=== Directions ===
Would you retype all of these records exactly?

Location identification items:
------------------------------

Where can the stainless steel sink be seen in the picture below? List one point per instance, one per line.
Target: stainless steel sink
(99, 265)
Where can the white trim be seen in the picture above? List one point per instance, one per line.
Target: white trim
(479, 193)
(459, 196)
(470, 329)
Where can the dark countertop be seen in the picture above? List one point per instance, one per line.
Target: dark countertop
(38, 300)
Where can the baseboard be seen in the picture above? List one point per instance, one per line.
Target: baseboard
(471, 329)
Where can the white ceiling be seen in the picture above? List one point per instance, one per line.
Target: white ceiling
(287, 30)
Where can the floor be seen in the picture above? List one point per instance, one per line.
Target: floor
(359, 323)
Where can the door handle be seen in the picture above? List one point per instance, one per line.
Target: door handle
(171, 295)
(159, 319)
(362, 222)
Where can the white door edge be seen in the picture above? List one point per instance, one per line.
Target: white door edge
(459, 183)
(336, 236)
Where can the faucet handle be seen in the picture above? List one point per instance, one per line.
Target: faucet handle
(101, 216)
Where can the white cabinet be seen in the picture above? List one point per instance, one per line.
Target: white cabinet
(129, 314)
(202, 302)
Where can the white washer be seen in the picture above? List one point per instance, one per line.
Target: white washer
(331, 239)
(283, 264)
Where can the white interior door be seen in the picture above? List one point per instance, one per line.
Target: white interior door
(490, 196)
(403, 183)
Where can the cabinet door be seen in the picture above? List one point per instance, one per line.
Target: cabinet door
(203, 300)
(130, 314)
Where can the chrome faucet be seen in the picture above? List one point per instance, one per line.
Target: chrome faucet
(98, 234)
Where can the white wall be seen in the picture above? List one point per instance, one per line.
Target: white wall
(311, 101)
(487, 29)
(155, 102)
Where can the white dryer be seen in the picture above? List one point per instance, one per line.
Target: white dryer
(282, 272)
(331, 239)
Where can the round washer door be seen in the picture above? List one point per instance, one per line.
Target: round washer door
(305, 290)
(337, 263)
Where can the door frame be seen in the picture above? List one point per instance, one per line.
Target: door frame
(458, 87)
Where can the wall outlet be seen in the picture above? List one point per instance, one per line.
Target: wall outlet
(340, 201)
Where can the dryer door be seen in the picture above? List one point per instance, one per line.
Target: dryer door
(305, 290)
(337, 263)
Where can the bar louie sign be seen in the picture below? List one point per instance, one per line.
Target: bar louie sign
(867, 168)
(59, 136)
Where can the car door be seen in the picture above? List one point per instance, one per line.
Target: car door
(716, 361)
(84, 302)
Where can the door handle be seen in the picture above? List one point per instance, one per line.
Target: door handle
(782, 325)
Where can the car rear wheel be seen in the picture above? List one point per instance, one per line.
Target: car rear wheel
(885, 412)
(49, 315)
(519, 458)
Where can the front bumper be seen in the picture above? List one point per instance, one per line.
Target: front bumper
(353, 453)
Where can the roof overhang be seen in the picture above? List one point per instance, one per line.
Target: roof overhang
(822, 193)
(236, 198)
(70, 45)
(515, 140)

------------------------------

=== The result ===
Where can the stainless steel sink be seen in the picture below? List one point per instance, one per line.
Target: stainless steel sink
(99, 265)
Where can the white trim be seen in the picture above? List one point per instance, one per line.
Target: white trim
(479, 193)
(459, 196)
(470, 329)
Where can the dark countertop be seen in the picture above? List one point per instance, one per line.
Target: dark countertop
(38, 300)
Where can the baseboard be seen in the picture above? List one point per instance, one per line.
Target: baseboard
(471, 329)
Where can the white ceiling be seen in the picture above? List one point per instance, one per line.
Target: white ceiling
(287, 30)
Where can the floor be seen in the picture above? List one point per instance, one per line.
Target: floor
(359, 323)
Where can the door handle be seen in the picture above? List one point per instance, one per line.
Target: door handle
(171, 295)
(159, 319)
(362, 222)
Where can the white door edge be seen in the picture above? List one point per instance, one per line.
Target: white door edge
(459, 183)
(336, 236)
Where can the faucet handle be seen in the picture above? List one point per instance, one per line.
Target: faucet handle
(101, 216)
Where can the white cabinet be seen in the picture above? List one point per instance, one per line.
Target: white cabinet
(129, 314)
(202, 302)
Where can the white washer be seen in the picture above? List one point per instance, one per line.
Target: white washer
(331, 239)
(283, 264)
Where can the white interior door be seen in the picture above? List one point per instance, one per line.
Target: white interior door
(490, 196)
(403, 183)
Where can the cabinet door be seen in the picture above? List one point per instance, one per line.
Target: cabinet door
(203, 300)
(130, 314)
Where can the chrome faucet be seen in the picture above? List one point per instance, one per line.
Target: chrome faucet
(98, 234)
Where can the white wall be seen in the picture above? List one point per instance, one per line.
Target: white wall
(311, 101)
(487, 29)
(155, 102)
Where can the white dryer be seen in the picture above? List one point per instance, one per line.
Target: white dryer
(282, 272)
(331, 239)
Where can the round washer door be seen in the picture above? List one point per instance, one per line.
Target: round washer door
(305, 290)
(337, 263)
Where can the door frame be seen in the picture above? List one point per instance, one per line.
Target: door frame
(458, 87)
Where can the wall outlet be seen in the picture above? List one point per instance, one per line.
Target: wall outlet
(340, 201)
Where can the dryer door be seen in the picture above? List one point per instance, one per line.
Target: dryer door
(305, 290)
(337, 263)
Where can the bar louie sign be seen in the picture below? List one point per instance, one per line.
Target: bar louie sign
(867, 168)
(59, 136)
Where can the car door be seen in the picture above? List one point per instance, one per line.
Target: car door
(716, 361)
(84, 302)
Where can the door handle be seen in the picture above? List one point per instance, one per line.
Target: door handle
(782, 325)
Where can the car rear wheel be seen in the picture above? List one point per instance, one per line.
Target: car rear wheel
(885, 412)
(49, 315)
(519, 458)
Where can the front bumper be seen in the picture above? List one point per instance, one per line.
Target: front bumper
(353, 453)
Where can the roof overhang be seen in the picture above? List one point per instance, one per line.
Target: roof overhang
(822, 193)
(236, 198)
(70, 45)
(515, 140)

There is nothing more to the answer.